-- Opening Marker --

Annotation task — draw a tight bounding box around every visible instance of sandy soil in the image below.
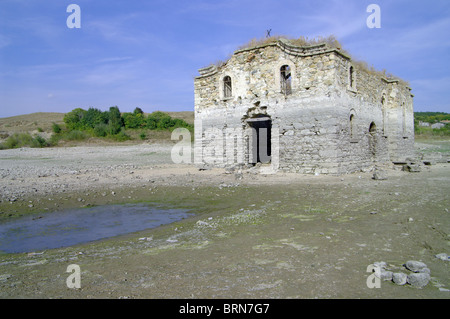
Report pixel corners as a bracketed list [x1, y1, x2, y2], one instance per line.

-- Closing Marker --
-- Opening Marker --

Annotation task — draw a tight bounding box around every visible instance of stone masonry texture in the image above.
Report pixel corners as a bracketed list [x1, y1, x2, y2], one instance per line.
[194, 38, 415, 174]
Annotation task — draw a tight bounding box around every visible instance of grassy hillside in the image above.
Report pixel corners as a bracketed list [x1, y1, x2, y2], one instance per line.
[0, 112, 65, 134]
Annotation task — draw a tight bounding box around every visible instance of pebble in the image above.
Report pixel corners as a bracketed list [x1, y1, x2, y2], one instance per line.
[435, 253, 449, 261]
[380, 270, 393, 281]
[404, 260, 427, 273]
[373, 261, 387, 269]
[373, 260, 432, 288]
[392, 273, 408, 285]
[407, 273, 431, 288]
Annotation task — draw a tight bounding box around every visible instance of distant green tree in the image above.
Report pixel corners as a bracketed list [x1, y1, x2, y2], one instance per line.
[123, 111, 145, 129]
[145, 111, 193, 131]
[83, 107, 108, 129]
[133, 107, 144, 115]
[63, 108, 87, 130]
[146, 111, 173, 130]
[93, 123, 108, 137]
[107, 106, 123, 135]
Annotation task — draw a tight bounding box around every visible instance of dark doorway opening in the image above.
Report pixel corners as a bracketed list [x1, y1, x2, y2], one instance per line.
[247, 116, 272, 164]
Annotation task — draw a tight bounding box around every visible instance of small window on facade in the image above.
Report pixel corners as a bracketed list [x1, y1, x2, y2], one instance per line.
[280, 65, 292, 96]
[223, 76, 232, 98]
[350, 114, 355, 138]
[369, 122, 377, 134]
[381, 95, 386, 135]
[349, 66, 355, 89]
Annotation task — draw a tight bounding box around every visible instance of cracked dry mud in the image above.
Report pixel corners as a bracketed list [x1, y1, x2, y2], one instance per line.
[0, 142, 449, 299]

-- Closing Marker --

> _AIM OF THE TASK_: How many of the lines in the material hold the word "around"? Give that number alone.

> _RESULT OF THIS EXERCISE_: 8